FRAGMENTO DE LECTURA:
Rotoscopio

'Narcos: México': la podredumbre del narco

El México que la serie pinta no es esperanzador. Nadie se salva de la corrupción ni la mordida, reflexiona Daniel Krauze.

Si bien comparte temas, recursos y hasta personajes con las tres temporadas anteriores, Narcos: México es una versión depurada, más elegante, atrevida y hasta lírica que las entregas anteriores.

Lo más notable de esta nueva temporada, cuya trama gira en torno a la formación del primer gran cártel mexicano y el secuestro de Enrique Kiki Camarena (Michael Peña), es su arrojo estético, sus trances pesadillescos y su visión del narco como un infierno kitsch, etílico y nauseabundo. Mucho del crédito va para sus directores, entre los que destacan figuras del cine mexicano como Alonso Ruizpalacios y Amat Escalante, cuyos episodios están repletos de imágenes de podredumbre y muerte: vehículos aplastando fruta debajo de sus llantas, nidos de ratas chillantes pululando entre escombros, albercas mohosas y abandonadas, ríos que parecen desagües, mansiones retacadas de vulgares lujos, bacanales de coca y alcohol que acaban en sangre. Mi imagen favorita, sin embargo, es la de Amado Carrillo (José María Yazpik) cuando halla un cargamento de coca a un costado de la frontera, iluminado por el haz de unas luces rojas, como una figura extraída de un violento mural de Orozco.

MATERIAL DE ORIGEN:
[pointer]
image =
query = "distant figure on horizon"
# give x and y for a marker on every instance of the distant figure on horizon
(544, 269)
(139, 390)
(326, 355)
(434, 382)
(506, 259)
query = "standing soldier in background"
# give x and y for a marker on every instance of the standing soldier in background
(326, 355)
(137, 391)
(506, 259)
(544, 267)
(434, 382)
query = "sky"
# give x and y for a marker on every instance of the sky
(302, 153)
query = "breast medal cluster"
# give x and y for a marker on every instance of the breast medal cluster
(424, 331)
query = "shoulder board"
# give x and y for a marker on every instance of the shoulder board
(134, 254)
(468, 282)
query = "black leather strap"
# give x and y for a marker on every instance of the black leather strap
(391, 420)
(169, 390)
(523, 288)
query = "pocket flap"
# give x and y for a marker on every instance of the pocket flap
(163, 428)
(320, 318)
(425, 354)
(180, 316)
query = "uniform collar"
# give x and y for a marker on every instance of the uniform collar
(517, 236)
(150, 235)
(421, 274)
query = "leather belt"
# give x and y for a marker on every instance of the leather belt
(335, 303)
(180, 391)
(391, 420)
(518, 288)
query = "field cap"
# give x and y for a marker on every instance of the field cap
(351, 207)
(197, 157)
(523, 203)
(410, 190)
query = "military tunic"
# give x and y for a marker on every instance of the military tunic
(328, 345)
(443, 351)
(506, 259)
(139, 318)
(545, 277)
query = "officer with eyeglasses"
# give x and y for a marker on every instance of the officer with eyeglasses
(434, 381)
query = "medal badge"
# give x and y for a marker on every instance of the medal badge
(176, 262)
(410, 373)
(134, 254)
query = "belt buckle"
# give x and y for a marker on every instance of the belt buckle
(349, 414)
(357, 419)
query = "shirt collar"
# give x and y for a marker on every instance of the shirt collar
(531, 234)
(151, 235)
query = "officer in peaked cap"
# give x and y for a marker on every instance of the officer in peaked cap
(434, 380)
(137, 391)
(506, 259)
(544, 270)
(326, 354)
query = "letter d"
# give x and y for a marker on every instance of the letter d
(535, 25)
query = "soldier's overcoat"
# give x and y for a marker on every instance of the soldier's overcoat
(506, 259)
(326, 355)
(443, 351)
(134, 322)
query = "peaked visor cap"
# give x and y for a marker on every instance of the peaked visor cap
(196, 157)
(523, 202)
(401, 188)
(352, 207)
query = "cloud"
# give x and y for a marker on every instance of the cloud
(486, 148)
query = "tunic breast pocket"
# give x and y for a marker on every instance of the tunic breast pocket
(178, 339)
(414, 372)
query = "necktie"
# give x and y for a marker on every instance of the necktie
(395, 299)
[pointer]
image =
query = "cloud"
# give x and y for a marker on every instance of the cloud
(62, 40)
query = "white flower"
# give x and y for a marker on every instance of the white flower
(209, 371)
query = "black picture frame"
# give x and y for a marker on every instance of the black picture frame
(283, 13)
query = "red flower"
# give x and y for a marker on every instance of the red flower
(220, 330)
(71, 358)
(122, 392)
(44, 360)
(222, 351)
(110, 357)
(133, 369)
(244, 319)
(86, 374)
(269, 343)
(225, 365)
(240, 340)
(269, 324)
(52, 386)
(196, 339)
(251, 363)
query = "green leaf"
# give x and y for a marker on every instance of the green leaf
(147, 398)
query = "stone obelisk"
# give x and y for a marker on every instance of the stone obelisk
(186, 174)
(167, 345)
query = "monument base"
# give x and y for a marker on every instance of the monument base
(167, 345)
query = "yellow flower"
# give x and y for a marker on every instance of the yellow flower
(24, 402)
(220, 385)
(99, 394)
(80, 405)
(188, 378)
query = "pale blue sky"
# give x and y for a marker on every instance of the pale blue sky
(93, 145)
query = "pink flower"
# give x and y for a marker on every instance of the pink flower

CONSIGNA A:
Responde estas preguntas a partir del texto sobre Narcos: México.
(i) ¿En torno a qué gira la trama de la nueva temporada?
(ii) ¿Qué dos figuras del cine mexicano se nombran entre los directores que destacan?
(iii) ¿Qué actor interpreta a Amado Carrillo?
CONSIGNA B:
Indica si cada afirmación concuerda con el texto sobre Narcos: México. Responde sí o no y cita las palabras del texto que lo deciden.
(i) El México que pinta la serie es esperanzador.
(ii) Narcos: México comparte personajes con las temporadas anteriores.
(iii) Michael Peña interpreta a Amado Carrillo.
CONSIGNA C: Prosigue el texto sobre Narcos: México a partir de su última oración.

RECUADRO DE RESPUESTA A:
(i) En torno a la formación del primer gran cártel mexicano y el secuestro de Enrique Kiki Camarena.
(ii) Alonso Ruizpalacios y Amat Escalante.
(iii) José María Yazpik.

RECUADRO DE RESPUESTA B:
(i) No: «El México que la serie pinta no es esperanzador».
(ii) Sí: «comparte temas, recursos y hasta personajes con las tres temporadas anteriores».
(iii) No: «Enrique Kiki Camarena (Michael Peña)».

RECUADRO DE RESPUESTA C:
Narcos: México no admira al narco, ni lo reviste de una pátina cool. Los arquetipos aspiracionales que nos ha dado el cine gringo esta serie los desdora. ¿El peso que los Corleone daban a los vínculos familiares? Miguel Ángel Félix Gallardo (Diego Luna) manda a volar a su familia entera a la primera de cambios. No hay lealtad, no hay cariño, no hay respeto por las amistades de antaño: esto es el narcotráfico como un virus, omnívoro y brutal.

La trama es ágil y envolvente, en gran medida porque muchos de sus intérpretes nunca han estado mejor que aquí. Luna se transforma en una sombra, incapaz de sonreír, de sufrir, de sudar, en una actuación de mutaciones escalofriantes y paulatinas. Peña es el bueno del cuento, pero no por eso resulta soso: en su Camarena hay, por ejemplo, una ingenuidad exasperante. Por último está Tenoch Huerta. Su Rafael Caro Quintero es un crisol de hambre, resentimiento, barbarie y patetismo. Un auténtico tornado de actuación.

El México que la serie pinta no es esperanzador. Nadie se salva de la corrupción ni la mordida. Algunos tendrán reparos con una narrativa en la que los únicos buenos son los gringos. Yo no. Vale la pena mirarnos en este espejo, aunque duela.